[Extracted records]
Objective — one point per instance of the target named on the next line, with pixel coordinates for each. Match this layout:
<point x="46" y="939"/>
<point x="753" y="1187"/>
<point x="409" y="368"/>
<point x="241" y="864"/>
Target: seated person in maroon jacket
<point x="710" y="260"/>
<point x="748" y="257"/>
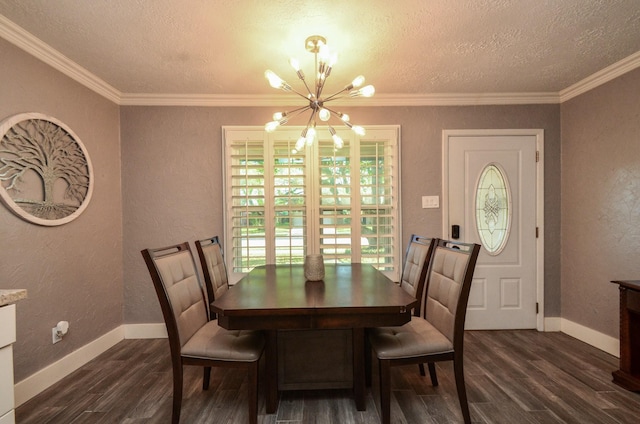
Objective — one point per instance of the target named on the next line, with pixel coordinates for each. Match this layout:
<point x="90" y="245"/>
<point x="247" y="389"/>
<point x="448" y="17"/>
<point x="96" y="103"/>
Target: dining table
<point x="278" y="297"/>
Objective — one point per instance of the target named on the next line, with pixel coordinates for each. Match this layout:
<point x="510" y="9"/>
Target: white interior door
<point x="490" y="193"/>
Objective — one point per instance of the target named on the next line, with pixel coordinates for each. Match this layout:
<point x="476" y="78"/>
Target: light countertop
<point x="8" y="296"/>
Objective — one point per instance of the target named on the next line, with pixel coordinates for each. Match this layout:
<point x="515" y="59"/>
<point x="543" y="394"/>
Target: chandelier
<point x="324" y="61"/>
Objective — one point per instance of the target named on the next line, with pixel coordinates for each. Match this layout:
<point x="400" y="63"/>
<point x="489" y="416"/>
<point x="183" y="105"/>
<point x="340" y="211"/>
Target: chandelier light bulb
<point x="324" y="115"/>
<point x="358" y="81"/>
<point x="271" y="126"/>
<point x="366" y="91"/>
<point x="358" y="130"/>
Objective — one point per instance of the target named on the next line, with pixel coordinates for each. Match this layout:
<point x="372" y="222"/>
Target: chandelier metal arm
<point x="337" y="93"/>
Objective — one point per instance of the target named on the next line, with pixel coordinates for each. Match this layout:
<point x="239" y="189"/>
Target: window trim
<point x="231" y="133"/>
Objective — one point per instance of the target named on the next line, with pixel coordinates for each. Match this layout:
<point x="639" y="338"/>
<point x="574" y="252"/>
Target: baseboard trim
<point x="145" y="331"/>
<point x="51" y="374"/>
<point x="592" y="337"/>
<point x="552" y="324"/>
<point x="46" y="377"/>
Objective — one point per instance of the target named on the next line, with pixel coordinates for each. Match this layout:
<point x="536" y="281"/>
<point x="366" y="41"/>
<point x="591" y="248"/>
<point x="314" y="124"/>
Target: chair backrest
<point x="448" y="285"/>
<point x="416" y="265"/>
<point x="213" y="267"/>
<point x="179" y="291"/>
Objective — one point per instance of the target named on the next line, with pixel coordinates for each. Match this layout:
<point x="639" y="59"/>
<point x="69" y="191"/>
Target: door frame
<point x="539" y="135"/>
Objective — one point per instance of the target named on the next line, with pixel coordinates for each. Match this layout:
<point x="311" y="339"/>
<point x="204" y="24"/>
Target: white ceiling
<point x="408" y="49"/>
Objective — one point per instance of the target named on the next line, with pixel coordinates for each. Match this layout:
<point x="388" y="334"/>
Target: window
<point x="281" y="204"/>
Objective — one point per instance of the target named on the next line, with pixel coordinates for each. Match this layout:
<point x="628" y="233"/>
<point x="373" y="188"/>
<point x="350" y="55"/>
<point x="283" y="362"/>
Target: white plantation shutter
<point x="246" y="196"/>
<point x="378" y="202"/>
<point x="282" y="204"/>
<point x="289" y="200"/>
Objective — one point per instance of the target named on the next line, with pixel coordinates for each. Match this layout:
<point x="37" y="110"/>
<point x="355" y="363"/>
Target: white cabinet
<point x="7" y="338"/>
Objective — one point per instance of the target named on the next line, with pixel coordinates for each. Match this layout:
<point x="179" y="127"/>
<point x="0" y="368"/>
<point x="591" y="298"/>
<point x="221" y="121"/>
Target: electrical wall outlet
<point x="55" y="337"/>
<point x="430" y="202"/>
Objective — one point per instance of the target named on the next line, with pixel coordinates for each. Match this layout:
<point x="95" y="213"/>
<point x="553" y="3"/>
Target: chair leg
<point x="385" y="391"/>
<point x="177" y="393"/>
<point x="367" y="360"/>
<point x="206" y="378"/>
<point x="253" y="392"/>
<point x="458" y="369"/>
<point x="432" y="374"/>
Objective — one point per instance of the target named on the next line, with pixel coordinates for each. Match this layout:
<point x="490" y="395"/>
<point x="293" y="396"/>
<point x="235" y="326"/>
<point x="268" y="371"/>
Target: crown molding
<point x="34" y="46"/>
<point x="607" y="74"/>
<point x="379" y="100"/>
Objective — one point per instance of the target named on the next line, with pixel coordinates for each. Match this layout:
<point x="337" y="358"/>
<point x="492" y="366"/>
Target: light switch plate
<point x="430" y="202"/>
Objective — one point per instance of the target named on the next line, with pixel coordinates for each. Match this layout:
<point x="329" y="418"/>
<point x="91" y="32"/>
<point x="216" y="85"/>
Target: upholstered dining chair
<point x="414" y="273"/>
<point x="213" y="269"/>
<point x="194" y="339"/>
<point x="416" y="264"/>
<point x="438" y="334"/>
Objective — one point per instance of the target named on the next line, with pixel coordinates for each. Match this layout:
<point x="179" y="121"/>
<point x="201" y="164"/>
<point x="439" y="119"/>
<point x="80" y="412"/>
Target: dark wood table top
<point x="278" y="297"/>
<point x="629" y="284"/>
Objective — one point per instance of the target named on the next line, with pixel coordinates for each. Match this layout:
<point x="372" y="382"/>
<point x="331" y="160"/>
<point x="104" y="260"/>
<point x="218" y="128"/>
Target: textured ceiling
<point x="403" y="47"/>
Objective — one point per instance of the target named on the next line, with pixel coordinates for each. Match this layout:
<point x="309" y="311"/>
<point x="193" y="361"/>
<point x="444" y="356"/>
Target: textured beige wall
<point x="72" y="272"/>
<point x="172" y="177"/>
<point x="600" y="200"/>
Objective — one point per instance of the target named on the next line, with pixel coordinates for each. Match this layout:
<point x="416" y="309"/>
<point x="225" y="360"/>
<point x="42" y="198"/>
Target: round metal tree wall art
<point x="45" y="172"/>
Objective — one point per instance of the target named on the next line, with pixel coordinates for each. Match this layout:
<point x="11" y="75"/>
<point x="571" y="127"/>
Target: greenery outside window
<point x="281" y="204"/>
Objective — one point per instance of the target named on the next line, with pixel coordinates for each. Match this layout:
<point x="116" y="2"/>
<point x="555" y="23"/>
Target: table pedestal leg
<point x="271" y="371"/>
<point x="358" y="368"/>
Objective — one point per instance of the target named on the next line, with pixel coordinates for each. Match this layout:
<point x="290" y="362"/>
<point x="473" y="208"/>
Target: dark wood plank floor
<point x="512" y="377"/>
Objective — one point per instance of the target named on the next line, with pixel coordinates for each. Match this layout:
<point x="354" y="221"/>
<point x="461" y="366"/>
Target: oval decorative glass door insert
<point x="493" y="209"/>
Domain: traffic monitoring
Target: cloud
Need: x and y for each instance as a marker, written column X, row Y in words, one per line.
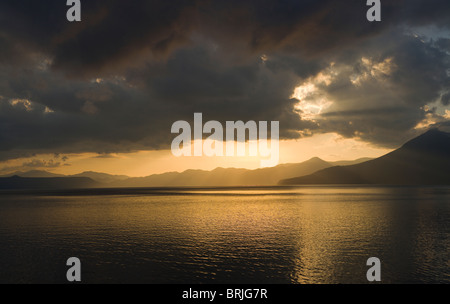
column 117, row 81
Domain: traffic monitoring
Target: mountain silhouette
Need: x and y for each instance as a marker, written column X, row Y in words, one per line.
column 103, row 178
column 424, row 160
column 47, row 183
column 229, row 177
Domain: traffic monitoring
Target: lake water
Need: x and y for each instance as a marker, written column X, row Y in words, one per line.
column 242, row 235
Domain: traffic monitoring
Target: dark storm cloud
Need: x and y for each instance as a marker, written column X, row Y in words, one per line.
column 117, row 81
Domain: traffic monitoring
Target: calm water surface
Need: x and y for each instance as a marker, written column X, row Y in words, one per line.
column 251, row 235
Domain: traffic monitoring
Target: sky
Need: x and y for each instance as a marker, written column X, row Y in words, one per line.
column 103, row 93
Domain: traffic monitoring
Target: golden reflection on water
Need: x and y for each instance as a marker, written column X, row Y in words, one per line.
column 292, row 235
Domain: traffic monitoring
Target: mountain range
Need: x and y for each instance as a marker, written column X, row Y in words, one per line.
column 190, row 178
column 424, row 160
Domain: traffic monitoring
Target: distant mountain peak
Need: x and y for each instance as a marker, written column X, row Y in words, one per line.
column 424, row 160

• **WHAT TO PRODUCE**: Where in the records above does the word "cloud" appear? Copy each line that holds it.

• **TASK RESULT**:
Target: cloud
Target: dark storm cloud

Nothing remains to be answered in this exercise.